RECORDED INFORMATION:
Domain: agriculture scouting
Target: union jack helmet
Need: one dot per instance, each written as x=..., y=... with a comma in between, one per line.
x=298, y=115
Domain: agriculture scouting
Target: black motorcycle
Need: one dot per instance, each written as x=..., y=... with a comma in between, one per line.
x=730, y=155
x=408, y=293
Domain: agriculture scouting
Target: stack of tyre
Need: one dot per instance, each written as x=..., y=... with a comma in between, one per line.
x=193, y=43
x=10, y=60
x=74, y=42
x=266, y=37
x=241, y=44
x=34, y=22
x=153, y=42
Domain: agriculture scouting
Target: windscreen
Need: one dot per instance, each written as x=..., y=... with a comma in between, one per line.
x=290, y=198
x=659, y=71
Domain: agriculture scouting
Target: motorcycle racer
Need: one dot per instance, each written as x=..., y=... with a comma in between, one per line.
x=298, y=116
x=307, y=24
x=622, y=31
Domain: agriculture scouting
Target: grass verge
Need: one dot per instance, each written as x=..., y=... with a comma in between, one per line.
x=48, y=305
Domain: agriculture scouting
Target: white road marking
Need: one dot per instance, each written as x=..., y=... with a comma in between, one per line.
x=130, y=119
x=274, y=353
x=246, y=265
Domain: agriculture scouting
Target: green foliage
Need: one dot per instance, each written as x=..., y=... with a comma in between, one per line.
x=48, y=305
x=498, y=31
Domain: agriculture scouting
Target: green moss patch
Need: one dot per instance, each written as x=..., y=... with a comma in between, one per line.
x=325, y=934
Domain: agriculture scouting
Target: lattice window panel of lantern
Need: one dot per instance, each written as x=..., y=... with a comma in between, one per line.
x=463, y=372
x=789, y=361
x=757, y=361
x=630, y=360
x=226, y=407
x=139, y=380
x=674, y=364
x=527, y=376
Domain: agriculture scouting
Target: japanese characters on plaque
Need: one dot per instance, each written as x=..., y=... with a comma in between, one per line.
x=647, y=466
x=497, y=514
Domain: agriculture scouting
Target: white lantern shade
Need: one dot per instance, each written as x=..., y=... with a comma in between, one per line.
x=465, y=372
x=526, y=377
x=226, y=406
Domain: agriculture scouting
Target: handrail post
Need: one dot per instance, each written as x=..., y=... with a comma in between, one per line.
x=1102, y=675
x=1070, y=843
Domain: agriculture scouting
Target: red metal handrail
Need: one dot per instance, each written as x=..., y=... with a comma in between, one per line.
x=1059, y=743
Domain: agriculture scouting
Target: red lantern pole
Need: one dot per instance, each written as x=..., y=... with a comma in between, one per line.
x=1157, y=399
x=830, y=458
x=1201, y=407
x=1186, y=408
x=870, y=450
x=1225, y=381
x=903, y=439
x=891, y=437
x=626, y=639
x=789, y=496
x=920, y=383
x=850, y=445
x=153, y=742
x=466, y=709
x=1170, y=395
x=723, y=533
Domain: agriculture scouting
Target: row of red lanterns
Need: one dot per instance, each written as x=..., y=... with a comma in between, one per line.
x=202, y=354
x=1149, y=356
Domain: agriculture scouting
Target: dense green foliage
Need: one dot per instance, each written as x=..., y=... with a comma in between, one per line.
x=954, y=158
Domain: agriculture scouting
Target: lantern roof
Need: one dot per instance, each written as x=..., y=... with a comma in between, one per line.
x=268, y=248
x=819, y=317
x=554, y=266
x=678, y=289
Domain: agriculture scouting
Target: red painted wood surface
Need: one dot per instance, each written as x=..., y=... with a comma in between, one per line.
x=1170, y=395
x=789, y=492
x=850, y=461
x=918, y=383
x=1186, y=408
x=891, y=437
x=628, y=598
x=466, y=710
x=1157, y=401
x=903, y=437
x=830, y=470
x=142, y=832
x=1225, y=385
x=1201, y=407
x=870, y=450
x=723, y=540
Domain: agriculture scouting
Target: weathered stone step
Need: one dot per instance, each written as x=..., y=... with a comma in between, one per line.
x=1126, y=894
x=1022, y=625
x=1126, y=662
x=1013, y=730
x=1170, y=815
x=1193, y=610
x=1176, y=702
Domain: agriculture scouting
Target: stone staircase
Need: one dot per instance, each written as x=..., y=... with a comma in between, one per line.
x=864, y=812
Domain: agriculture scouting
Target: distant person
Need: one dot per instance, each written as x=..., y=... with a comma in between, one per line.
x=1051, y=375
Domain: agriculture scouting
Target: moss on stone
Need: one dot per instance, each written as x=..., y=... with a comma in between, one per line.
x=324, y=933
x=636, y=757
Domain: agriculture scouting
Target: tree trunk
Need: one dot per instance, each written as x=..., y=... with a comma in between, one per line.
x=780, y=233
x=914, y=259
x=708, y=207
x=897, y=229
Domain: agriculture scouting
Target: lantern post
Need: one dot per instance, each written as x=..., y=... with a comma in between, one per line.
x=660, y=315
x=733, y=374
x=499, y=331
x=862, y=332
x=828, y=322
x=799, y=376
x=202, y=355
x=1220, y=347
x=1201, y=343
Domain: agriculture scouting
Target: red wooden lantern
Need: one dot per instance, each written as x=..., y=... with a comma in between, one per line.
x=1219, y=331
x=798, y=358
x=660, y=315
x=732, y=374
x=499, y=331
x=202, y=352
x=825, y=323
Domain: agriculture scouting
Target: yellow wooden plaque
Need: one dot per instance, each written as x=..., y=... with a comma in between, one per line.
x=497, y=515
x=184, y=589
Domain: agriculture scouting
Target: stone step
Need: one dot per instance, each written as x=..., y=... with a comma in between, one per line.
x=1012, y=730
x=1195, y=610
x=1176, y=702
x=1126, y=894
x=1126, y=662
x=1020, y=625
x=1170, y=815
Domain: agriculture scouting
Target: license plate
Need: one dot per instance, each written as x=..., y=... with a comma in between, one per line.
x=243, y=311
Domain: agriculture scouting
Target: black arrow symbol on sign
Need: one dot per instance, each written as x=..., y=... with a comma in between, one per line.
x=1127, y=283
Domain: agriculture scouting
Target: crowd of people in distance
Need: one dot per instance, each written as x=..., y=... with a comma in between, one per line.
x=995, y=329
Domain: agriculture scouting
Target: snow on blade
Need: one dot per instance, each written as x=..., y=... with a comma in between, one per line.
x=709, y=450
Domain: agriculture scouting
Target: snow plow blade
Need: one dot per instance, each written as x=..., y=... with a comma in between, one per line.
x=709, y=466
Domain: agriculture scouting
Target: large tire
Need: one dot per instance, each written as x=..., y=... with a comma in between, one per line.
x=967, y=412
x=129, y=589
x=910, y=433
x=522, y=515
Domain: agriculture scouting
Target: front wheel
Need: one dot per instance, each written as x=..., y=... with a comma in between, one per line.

STATED GOAL: Could you format every line of the records above as a numbered list, dropping any blank lines?

TASK OUTPUT:
1. Domain: agriculture scouting
2. Target: union jack helmet
3. Need: one dot per instance, each written as x=..., y=... with a comma in between, one per line.
4. x=298, y=115
5. Domain: agriculture scouting
6. Target: black motorcycle
7. Need: one dot per instance, each written as x=..., y=... with a comma in between, one per line.
8. x=730, y=155
9. x=408, y=293
10. Domain: agriculture scouting
11. Target: stack of tyre
12. Need: one dot per instance, each written as x=..., y=... with a comma in between, one per line.
13. x=193, y=43
14. x=10, y=60
15. x=74, y=42
16. x=266, y=37
17. x=241, y=44
18. x=34, y=22
19. x=153, y=42
20. Domain: agriculture scouting
21. Target: windscreen
22. Need: one dot per instance, each written as x=..., y=... with a comma in between, one per line.
23. x=290, y=198
24. x=659, y=71
25. Domain: agriculture scouting
26. Target: motorcycle racer
27. Need: one dot per instance, each written as x=..., y=... with a comma in between, one per line.
28. x=298, y=116
29. x=307, y=24
30. x=622, y=31
31. Domain: agriculture scouting
32. Target: grass verge
33. Need: one dot per instance, each written as x=..., y=... with a comma in between, one per line.
34. x=48, y=305
35. Domain: agriculture scouting
36. Target: white road marking
37. Need: one dot per instance, each written as x=..., y=... with a comma in between, one per line.
38. x=130, y=119
39. x=274, y=353
40. x=246, y=265
41. Domain: agriculture scouting
42. Target: green foliage
43. Need: one dot per instance, each written as x=..., y=... with a comma in between, one per line.
44. x=48, y=305
45. x=498, y=31
46. Domain: agriculture scouting
47. Target: green moss patch
48. Need: one dot per instance, each written as x=..., y=... with a comma in between, one per line.
49. x=325, y=934
50. Domain: agriculture scouting
51. Target: lattice window panel of lantern
52. Need: one dot per instance, each written as x=..., y=... with a comma in between, one per line.
53. x=463, y=372
54. x=789, y=361
55. x=757, y=361
56. x=630, y=360
57. x=226, y=407
58. x=139, y=380
59. x=674, y=364
60. x=527, y=376
61. Domain: agriculture scouting
62. Target: japanese characters on plaque
63. Need: one dot per instance, each written as x=..., y=... with a comma in between, one per line.
64. x=647, y=466
65. x=497, y=514
66. Domain: agriculture scouting
67. Target: white lantern shade
68. Need: one dot per instance, each written as x=..., y=... with a comma in between, one per line.
69. x=465, y=372
70. x=526, y=377
71. x=226, y=406
72. Domain: agriculture scouting
73. Target: handrail post
74. Need: one dot per instance, each written as x=..., y=... with a comma in between, one per line.
75. x=1102, y=675
76. x=1070, y=843
77. Domain: agriculture scouting
78. Target: red metal handrail
79. Need: one dot per instance, each written as x=..., y=... with a comma in between, one per line.
80. x=1059, y=743
81. Domain: agriculture scouting
82. Target: red lantern pole
83. Need: one dot per instance, each written as x=..., y=... with a comma in between, one per line.
84. x=1157, y=399
85. x=830, y=458
86. x=1201, y=407
87. x=1186, y=408
88. x=870, y=450
89. x=1225, y=381
90. x=903, y=439
91. x=891, y=437
92. x=626, y=639
93. x=789, y=496
94. x=920, y=383
95. x=850, y=445
96. x=153, y=742
97. x=466, y=709
98. x=1170, y=395
99. x=723, y=533
100. Domain: agriculture scouting
101. Target: row of red lanterns
102. Need: one dot per instance, each written as x=..., y=... with a comma in between, one per line.
103. x=202, y=354
104. x=1149, y=356
105. Domain: agriculture scouting
106. Target: dense green foliage
107. Need: one dot per instance, each written as x=..., y=... with a comma in between, one per line.
108. x=954, y=158
109. Domain: agriculture scouting
110. Target: lantern roof
111. Need: one dot per instance, each written as x=..., y=... with a comma in between, one per line.
112. x=268, y=248
113. x=819, y=317
114. x=554, y=266
115. x=678, y=289
116. Domain: agriculture scouting
117. Target: red painted wood surface
118. Need: one dot per instance, each written as x=..., y=... with a comma in between, one per line.
119. x=1170, y=395
120. x=789, y=492
121. x=850, y=461
122. x=918, y=383
123. x=1186, y=408
124. x=891, y=437
125. x=628, y=598
126. x=466, y=710
127. x=1157, y=401
128. x=903, y=437
129. x=830, y=470
130. x=142, y=832
131. x=1225, y=385
132. x=1201, y=407
133. x=870, y=450
134. x=723, y=540
135. Domain: agriculture scouting
136. Target: weathered stone step
137. Need: one dot per instance, each written as x=..., y=... with a comma in between, one per line.
138. x=1126, y=894
139. x=1022, y=625
140. x=1126, y=662
141. x=1013, y=730
142. x=1170, y=815
143. x=1193, y=610
144. x=1176, y=702
145. Domain: agriculture scouting
146. Target: stone staircase
147. Need: one dot per instance, each written as x=..., y=... with a comma in between, one per line.
148. x=864, y=812
149. Domain: agriculture scouting
150. Target: distant person
151. Need: one dot per instance, each written as x=..., y=... with a comma in between, one per line.
152. x=1051, y=375
153. Domain: agriculture scouting
154. Target: moss on stone
155. Need: one dot per instance, each written as x=..., y=... with a comma in between, one per line.
156. x=324, y=933
157. x=636, y=757
158. Domain: agriculture scouting
159. Target: tree trunk
160. Need: one dot per instance, each written as x=..., y=... with a comma in between, one per line.
161. x=780, y=233
162. x=914, y=259
163. x=708, y=207
164. x=897, y=229
165. Domain: agriculture scouting
166. Target: lantern post
167. Need: one dot per instance, each written as x=..., y=... with a comma in between, one per line.
168. x=660, y=315
169. x=733, y=374
170. x=499, y=331
171. x=862, y=332
172. x=828, y=322
173. x=799, y=376
174. x=202, y=355
175. x=1220, y=347
176. x=1201, y=343
177. Domain: agriculture scouting
178. Target: red wooden lantern
179. Need: one dot per instance, each written as x=..., y=... with a comma in between, one per line.
180. x=1219, y=331
181. x=798, y=358
182. x=660, y=315
183. x=732, y=374
184. x=499, y=331
185. x=202, y=352
186. x=825, y=323
187. Domain: agriculture scouting
188. Target: yellow wooden plaque
189. Need: one dot per instance, each written as x=..., y=... with a comma in between, one per line.
190. x=497, y=515
191. x=184, y=589
192. Domain: agriculture scouting
193. Target: stone step
194. Need: one dot per instance, each written as x=..., y=... with a comma in between, one per line.
195. x=1012, y=730
196. x=1195, y=610
197. x=1176, y=702
198. x=1126, y=894
199. x=1126, y=662
200. x=1020, y=625
201. x=1170, y=815
202. Domain: agriculture scouting
203. Target: license plate
204. Need: one dot per instance, each written as x=..., y=... with a comma in between, one per line.
205. x=243, y=311
206. Domain: agriculture scouting
207. Target: black arrow symbol on sign
208. Need: one dot per instance, each written as x=..., y=... with a comma in between, one per line.
209. x=1127, y=283
210. Domain: agriculture scouting
211. Target: crowd of people in distance
212. Need: one dot per instance, each written as x=..., y=... with a comma in between, one per line.
213. x=995, y=329
214. Domain: agriculture scouting
215. Target: snow on blade
216. Need: one dot per instance, each written as x=..., y=... with a comma in between, one per line.
217. x=709, y=450
218. Domain: agriculture scouting
219. Target: snow plow blade
220. Need: one dot per instance, each written as x=..., y=... with a comma in between, one per line.
221. x=709, y=466
222. Domain: agriculture scouting
223. Target: large tire
224. Need: one dot per instance, each written as x=..., y=... with a comma in between, one per line.
225. x=967, y=412
226. x=129, y=589
227. x=910, y=433
228. x=522, y=515
229. Domain: agriculture scouting
230. Target: front wheel
231. Need: one dot per instance, each written as x=..., y=... with a comma in between, one per line.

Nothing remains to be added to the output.